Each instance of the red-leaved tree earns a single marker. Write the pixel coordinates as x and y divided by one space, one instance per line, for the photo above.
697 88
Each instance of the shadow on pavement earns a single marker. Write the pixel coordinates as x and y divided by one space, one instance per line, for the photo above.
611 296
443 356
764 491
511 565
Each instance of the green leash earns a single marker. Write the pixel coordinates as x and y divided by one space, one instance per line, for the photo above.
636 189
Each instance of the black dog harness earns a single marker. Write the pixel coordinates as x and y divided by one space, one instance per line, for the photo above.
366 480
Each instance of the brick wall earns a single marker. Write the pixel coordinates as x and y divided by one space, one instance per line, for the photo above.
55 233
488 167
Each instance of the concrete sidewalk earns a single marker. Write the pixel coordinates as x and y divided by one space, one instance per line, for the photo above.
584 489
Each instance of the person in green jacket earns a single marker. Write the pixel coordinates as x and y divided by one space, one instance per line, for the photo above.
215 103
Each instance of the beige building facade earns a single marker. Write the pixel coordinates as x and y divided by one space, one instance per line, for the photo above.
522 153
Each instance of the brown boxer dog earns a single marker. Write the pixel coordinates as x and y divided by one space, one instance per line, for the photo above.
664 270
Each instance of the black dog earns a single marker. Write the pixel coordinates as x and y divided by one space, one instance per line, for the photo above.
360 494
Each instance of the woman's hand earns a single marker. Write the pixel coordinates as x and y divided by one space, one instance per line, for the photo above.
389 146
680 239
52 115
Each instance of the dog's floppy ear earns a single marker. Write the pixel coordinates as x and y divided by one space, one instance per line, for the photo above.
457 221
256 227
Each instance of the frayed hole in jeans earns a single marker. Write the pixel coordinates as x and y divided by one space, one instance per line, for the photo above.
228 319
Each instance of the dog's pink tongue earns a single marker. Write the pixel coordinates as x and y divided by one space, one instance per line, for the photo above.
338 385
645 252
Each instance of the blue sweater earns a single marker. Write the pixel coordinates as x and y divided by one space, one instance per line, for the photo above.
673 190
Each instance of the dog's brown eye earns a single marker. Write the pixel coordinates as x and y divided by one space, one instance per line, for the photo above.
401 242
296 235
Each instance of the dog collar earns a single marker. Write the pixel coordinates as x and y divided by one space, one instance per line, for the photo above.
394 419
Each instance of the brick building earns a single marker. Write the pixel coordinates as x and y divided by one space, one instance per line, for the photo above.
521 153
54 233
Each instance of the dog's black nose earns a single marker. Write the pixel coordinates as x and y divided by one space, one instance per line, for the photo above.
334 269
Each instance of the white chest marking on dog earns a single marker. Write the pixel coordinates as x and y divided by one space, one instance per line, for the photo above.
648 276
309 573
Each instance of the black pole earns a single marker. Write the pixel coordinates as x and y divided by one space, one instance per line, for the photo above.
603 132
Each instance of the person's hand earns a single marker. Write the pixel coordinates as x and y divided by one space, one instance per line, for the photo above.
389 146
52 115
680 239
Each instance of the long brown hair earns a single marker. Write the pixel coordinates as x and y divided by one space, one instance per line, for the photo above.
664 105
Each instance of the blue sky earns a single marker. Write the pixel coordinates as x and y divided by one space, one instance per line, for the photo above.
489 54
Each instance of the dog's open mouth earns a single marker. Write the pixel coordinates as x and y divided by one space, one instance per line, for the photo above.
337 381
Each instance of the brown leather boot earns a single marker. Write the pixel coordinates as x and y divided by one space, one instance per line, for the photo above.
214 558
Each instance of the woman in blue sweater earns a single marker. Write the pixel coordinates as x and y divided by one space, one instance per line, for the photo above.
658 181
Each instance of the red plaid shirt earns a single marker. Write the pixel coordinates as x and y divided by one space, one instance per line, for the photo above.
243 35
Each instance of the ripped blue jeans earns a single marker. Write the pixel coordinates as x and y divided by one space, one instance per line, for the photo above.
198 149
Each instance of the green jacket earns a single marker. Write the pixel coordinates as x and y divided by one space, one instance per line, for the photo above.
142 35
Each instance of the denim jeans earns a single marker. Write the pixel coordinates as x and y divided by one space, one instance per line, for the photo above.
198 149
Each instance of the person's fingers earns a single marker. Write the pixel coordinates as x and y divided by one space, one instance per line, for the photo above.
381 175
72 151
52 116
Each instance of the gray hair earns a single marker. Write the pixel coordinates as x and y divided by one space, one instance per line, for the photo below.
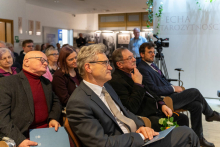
2 42
89 54
136 29
48 50
4 50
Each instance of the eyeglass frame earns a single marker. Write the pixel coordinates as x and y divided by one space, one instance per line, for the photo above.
41 58
129 58
107 62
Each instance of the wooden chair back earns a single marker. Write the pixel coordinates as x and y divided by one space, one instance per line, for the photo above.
76 141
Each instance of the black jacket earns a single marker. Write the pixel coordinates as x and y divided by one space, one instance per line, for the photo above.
133 96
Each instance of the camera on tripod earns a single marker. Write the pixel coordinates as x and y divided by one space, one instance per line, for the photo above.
160 43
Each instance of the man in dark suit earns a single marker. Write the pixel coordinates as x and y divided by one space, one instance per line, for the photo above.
137 98
97 116
80 41
190 99
27 101
27 45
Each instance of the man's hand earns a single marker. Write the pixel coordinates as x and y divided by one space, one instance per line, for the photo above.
27 143
178 89
167 111
136 76
147 132
54 123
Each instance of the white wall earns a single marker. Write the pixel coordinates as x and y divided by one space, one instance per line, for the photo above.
12 9
194 36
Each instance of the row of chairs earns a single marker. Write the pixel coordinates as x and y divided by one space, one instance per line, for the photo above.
75 139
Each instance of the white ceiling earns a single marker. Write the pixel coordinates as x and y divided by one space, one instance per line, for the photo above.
92 6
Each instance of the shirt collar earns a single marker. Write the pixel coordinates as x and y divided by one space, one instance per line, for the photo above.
97 89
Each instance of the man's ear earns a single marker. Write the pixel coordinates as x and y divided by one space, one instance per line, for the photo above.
88 68
119 64
142 55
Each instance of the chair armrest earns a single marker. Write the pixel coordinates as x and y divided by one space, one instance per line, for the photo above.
169 102
7 142
147 122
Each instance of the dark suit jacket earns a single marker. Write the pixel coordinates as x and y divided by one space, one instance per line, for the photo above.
63 85
93 122
17 106
157 83
133 96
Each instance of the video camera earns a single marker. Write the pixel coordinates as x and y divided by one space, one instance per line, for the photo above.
160 44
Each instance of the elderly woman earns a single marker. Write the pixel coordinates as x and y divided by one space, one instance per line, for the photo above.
52 57
66 78
6 61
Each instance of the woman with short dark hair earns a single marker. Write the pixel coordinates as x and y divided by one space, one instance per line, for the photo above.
66 79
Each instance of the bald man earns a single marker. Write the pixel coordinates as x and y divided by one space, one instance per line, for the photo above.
27 101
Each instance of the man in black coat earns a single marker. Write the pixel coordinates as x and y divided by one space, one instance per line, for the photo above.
136 97
27 101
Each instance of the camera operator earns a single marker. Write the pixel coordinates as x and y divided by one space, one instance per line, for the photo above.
135 43
189 99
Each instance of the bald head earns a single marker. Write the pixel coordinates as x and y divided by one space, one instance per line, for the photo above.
35 62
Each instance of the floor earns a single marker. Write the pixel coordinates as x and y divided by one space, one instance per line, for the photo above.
211 130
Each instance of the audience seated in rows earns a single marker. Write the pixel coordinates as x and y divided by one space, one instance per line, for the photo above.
97 116
27 101
6 62
137 98
52 57
66 78
189 99
27 45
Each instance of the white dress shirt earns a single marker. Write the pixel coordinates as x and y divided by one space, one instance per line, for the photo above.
157 71
98 91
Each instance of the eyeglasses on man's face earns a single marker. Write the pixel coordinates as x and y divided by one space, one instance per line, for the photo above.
129 58
107 62
42 60
55 54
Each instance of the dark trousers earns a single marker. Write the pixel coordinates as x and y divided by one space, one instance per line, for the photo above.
182 120
192 100
180 137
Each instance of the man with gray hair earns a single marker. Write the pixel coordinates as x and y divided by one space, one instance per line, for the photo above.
135 43
97 116
2 44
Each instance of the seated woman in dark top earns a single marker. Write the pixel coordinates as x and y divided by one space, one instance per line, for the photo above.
52 57
6 61
66 78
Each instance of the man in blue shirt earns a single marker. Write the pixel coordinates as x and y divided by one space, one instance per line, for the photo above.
135 43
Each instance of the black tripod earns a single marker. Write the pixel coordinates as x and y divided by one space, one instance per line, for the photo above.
160 62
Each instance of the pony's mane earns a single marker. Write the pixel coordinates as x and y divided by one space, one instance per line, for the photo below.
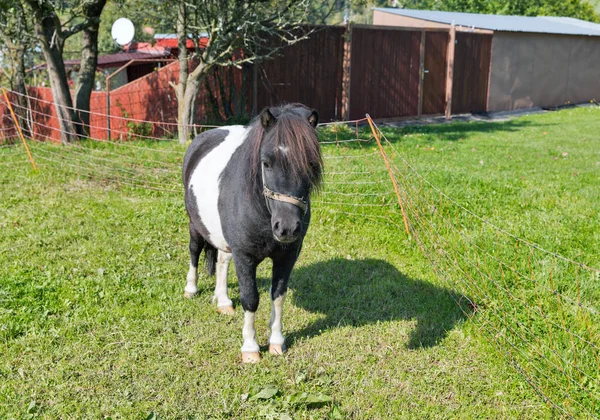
292 131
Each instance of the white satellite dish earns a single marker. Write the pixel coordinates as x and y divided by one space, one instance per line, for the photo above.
122 31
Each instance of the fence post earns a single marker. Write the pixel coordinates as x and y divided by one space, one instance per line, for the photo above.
389 168
12 112
450 71
421 73
346 70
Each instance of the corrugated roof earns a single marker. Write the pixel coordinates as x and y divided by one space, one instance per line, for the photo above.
539 24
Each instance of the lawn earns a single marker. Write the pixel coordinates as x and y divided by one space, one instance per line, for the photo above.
93 259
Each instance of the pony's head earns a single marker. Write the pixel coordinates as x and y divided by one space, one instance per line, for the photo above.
289 163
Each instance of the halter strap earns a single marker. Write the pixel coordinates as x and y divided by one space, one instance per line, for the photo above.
286 198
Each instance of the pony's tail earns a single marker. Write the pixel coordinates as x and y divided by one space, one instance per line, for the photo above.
210 258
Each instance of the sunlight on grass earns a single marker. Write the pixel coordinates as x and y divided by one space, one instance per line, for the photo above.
93 257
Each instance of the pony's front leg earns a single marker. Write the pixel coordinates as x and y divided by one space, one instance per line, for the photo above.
246 272
224 304
282 269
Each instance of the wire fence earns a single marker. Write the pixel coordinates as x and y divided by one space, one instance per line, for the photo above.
535 307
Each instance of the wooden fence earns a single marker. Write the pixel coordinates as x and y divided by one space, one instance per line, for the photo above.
342 72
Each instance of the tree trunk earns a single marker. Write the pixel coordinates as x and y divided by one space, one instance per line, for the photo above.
17 59
86 79
89 61
186 110
52 46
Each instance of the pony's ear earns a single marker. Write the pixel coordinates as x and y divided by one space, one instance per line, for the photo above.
266 118
313 118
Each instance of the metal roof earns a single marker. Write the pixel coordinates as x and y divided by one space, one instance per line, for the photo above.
537 24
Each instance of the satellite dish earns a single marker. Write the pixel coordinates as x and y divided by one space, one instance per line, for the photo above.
122 31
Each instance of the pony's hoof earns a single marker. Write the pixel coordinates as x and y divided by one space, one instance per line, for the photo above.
250 357
226 310
277 349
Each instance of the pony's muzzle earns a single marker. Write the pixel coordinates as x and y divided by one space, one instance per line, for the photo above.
286 231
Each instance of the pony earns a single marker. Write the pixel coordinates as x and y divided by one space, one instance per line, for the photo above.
247 195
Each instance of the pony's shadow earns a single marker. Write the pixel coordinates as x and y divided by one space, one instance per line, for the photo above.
361 292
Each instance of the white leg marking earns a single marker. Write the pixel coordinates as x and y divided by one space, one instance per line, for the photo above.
191 287
220 295
249 334
276 324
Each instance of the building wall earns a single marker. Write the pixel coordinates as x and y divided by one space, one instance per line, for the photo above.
390 19
530 70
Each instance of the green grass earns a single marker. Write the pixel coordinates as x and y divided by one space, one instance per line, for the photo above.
93 258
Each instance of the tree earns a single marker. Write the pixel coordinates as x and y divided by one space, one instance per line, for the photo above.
89 61
238 32
14 27
51 33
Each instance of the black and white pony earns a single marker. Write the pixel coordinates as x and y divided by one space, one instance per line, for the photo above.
247 194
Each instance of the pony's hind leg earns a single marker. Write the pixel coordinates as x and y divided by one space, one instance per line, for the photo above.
224 304
246 270
196 245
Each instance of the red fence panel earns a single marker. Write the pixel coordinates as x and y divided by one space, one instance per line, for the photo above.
384 78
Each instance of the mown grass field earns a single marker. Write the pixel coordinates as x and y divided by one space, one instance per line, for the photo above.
93 323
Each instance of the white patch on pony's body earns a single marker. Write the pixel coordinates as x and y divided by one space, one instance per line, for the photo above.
204 183
220 295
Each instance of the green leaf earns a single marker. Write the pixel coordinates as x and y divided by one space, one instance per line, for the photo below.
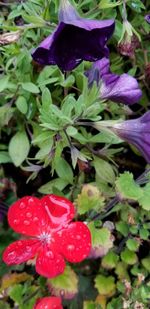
46 99
19 148
68 82
89 198
4 83
132 244
127 187
101 239
110 260
6 113
129 257
146 263
105 285
64 285
22 105
30 87
144 200
4 157
122 227
108 174
106 4
57 183
64 170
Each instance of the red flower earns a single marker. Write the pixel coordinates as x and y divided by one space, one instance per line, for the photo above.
53 236
48 303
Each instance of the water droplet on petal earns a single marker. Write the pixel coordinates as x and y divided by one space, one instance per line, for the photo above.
16 221
70 247
28 214
28 248
50 254
26 222
12 255
30 200
22 205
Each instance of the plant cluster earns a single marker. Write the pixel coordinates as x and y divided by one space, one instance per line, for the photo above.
74 154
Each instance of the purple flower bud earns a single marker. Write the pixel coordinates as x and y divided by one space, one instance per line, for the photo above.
75 39
118 88
136 132
147 18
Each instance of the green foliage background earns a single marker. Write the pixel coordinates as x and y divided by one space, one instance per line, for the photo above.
46 148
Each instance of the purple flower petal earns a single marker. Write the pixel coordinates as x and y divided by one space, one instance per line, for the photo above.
118 88
136 132
75 39
147 18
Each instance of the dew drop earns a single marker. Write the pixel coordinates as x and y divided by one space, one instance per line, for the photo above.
26 222
16 221
50 254
70 247
30 200
28 214
22 205
28 248
12 254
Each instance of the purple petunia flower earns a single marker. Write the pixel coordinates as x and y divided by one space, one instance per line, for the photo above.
147 18
118 88
75 39
136 132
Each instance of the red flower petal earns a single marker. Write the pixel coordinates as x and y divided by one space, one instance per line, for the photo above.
27 216
75 242
49 264
48 303
21 251
60 209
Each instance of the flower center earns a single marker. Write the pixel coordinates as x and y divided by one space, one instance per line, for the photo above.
45 237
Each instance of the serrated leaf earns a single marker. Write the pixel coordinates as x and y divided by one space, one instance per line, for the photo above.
129 257
105 285
30 87
127 188
19 148
65 285
89 198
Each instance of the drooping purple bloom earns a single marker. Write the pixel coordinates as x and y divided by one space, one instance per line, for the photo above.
3 210
147 18
118 88
75 39
136 132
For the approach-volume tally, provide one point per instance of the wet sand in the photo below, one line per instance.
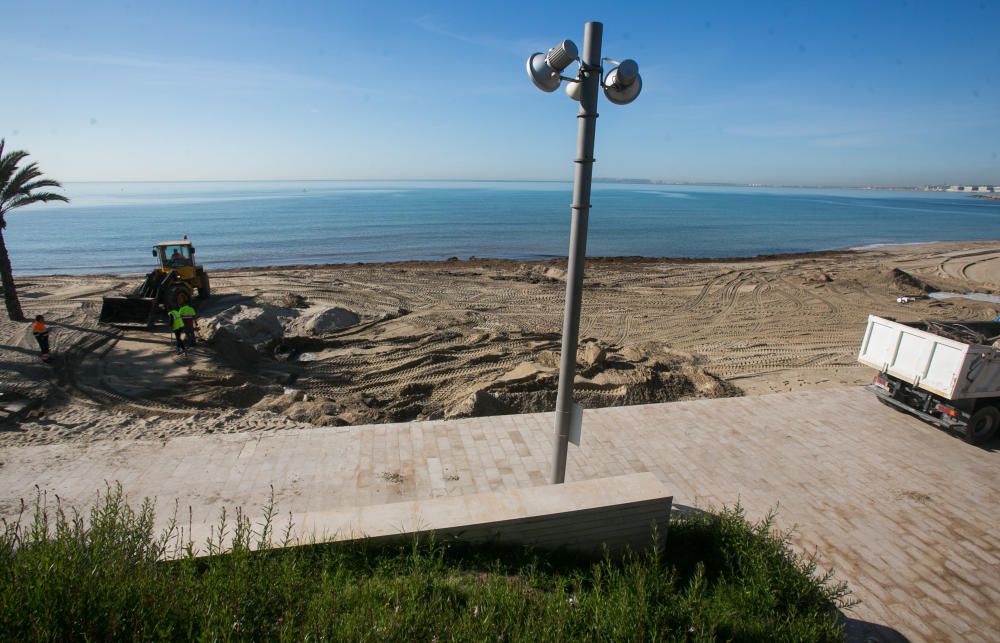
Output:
(352, 344)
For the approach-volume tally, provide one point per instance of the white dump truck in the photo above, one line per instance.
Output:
(947, 373)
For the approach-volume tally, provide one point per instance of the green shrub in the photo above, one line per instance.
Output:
(720, 577)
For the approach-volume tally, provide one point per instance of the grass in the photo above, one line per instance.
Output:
(104, 578)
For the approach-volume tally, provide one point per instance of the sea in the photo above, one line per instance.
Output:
(111, 227)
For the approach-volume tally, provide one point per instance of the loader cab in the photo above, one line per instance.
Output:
(175, 255)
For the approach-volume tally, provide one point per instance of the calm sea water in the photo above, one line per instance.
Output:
(109, 227)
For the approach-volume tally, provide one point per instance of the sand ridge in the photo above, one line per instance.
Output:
(354, 344)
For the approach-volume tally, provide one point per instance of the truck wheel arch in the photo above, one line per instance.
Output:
(982, 425)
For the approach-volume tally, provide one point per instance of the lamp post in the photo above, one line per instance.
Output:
(621, 86)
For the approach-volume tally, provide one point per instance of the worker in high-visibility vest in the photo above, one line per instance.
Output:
(41, 333)
(177, 327)
(188, 314)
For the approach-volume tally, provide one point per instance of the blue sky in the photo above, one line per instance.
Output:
(833, 93)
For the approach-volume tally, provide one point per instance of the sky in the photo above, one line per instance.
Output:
(787, 93)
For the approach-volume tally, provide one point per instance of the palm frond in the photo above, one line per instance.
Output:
(8, 165)
(16, 184)
(22, 200)
(44, 183)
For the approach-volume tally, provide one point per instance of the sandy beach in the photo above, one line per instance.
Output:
(355, 344)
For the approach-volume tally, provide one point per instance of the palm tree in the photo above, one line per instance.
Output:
(17, 189)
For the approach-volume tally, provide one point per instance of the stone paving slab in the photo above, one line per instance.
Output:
(907, 514)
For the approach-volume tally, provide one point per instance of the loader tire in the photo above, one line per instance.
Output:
(982, 425)
(205, 289)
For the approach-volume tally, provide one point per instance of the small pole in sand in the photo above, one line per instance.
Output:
(621, 86)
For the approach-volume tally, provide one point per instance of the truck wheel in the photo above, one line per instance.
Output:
(982, 425)
(204, 289)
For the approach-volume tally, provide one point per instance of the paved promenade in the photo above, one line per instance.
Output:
(907, 514)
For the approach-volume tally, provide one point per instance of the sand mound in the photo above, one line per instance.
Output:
(606, 376)
(322, 322)
(243, 333)
(907, 283)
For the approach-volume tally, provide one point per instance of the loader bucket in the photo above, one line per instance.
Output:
(128, 310)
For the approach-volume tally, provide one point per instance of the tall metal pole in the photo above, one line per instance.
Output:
(590, 79)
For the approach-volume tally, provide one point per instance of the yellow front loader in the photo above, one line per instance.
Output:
(172, 284)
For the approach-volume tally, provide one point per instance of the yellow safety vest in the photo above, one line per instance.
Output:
(175, 320)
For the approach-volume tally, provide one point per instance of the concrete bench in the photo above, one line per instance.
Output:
(580, 516)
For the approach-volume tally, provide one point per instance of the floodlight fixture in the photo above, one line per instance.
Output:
(545, 69)
(623, 83)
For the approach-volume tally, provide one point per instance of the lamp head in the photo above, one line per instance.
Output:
(623, 83)
(544, 69)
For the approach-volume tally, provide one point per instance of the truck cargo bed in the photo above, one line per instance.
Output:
(955, 360)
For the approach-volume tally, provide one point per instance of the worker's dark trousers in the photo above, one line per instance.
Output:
(179, 335)
(43, 342)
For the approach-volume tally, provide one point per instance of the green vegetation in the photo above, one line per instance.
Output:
(65, 578)
(19, 186)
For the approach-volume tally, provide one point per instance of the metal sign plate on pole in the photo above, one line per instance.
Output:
(575, 423)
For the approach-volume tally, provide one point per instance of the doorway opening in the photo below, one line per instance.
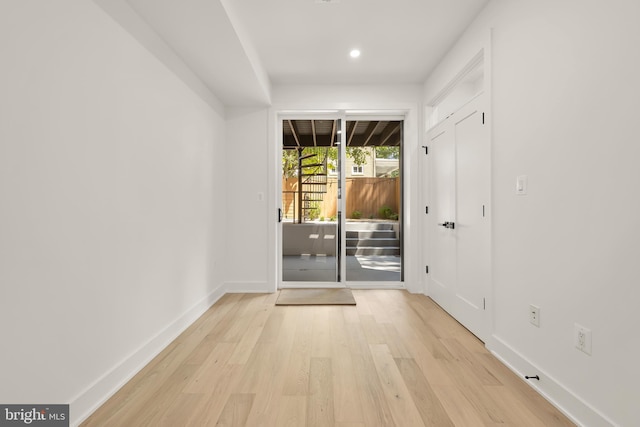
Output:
(341, 204)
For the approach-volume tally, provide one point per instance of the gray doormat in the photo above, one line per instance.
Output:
(330, 296)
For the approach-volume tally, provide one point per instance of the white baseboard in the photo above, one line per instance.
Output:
(103, 388)
(579, 411)
(249, 287)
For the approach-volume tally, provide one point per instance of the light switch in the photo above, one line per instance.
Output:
(521, 185)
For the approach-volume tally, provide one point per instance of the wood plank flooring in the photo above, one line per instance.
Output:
(395, 359)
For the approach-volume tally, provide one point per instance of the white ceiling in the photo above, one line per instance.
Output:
(239, 48)
(306, 41)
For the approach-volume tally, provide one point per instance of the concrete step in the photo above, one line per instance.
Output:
(365, 225)
(370, 234)
(374, 251)
(372, 242)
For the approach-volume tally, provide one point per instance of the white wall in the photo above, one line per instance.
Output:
(109, 165)
(566, 91)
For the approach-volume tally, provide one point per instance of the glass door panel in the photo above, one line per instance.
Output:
(309, 203)
(373, 209)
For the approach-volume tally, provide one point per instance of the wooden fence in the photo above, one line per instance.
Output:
(366, 195)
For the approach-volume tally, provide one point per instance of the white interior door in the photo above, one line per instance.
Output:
(461, 232)
(443, 250)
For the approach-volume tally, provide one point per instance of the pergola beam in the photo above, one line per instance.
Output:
(294, 131)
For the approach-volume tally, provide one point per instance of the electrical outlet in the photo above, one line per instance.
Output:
(582, 338)
(534, 315)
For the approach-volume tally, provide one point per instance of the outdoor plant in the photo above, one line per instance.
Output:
(385, 212)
——————
_Your objective_
Copy word for word the span of the records above that begins at the line with "the concrete bench" and ends at the line with "white wall in", including those two lines but not the pictures.

_Your response_
For the approach-volume tally, provide one point per instance of the concrete bench in the photo above, one line per instance.
Output:
(580, 516)
For the approach-volume tally, provide one point per instance of the floodlight fixture in the photo above, one line per instance.
Output:
(545, 69)
(623, 83)
For the approach-volume tally, provide one point per instance of the lamp head in the photo above, one line per instance.
Output:
(623, 83)
(544, 69)
For the approach-volume tally, provide one point per instance of the truck cargo bed in the photo above, one line per instance.
Output:
(955, 360)
For the approach-volume tally, provide one point per instance of the worker's dark trousers in the photo above, one line per instance.
Output:
(179, 335)
(43, 342)
For the approach-volume tally, provide one point per instance of the green vegetation in the photo above, one line per instance.
Output:
(65, 578)
(19, 186)
For the approach-volume tally, provide one point per instance of the metal sign plate on pole in the photo above, one line per instance.
Output:
(575, 423)
For the approach-volume tally, provide one point per instance of the doorway opening in the photo below, one line per instance.
Output:
(341, 204)
For the approach-volume tally, provide one point per instance of the gray doormat in the photo above, one line per instance.
Output:
(330, 296)
For the approach-volume tally, provide one point per instance of the white baseboard in the photo above, one line per instance.
Output:
(103, 388)
(579, 411)
(249, 287)
For the approach-volume tally, provide one point per instance of the light switch in the photo above, one line per instance.
Output:
(521, 185)
For the approach-volume tally, provide one point per instance of the wood plank flooring in the photo above, one line per instance.
Output:
(395, 359)
For the approach-volume tally, provide one point per instance of the white ceiling in the photo above, one line per instance.
Output:
(239, 48)
(306, 41)
For the approach-volume tally, provide one point per instance of the concrete step in the photo above, one line per instance.
Output:
(365, 225)
(370, 234)
(374, 251)
(372, 242)
For the approach-volume tally, provide one point per instance of the white wall in the photo above, one line per instance.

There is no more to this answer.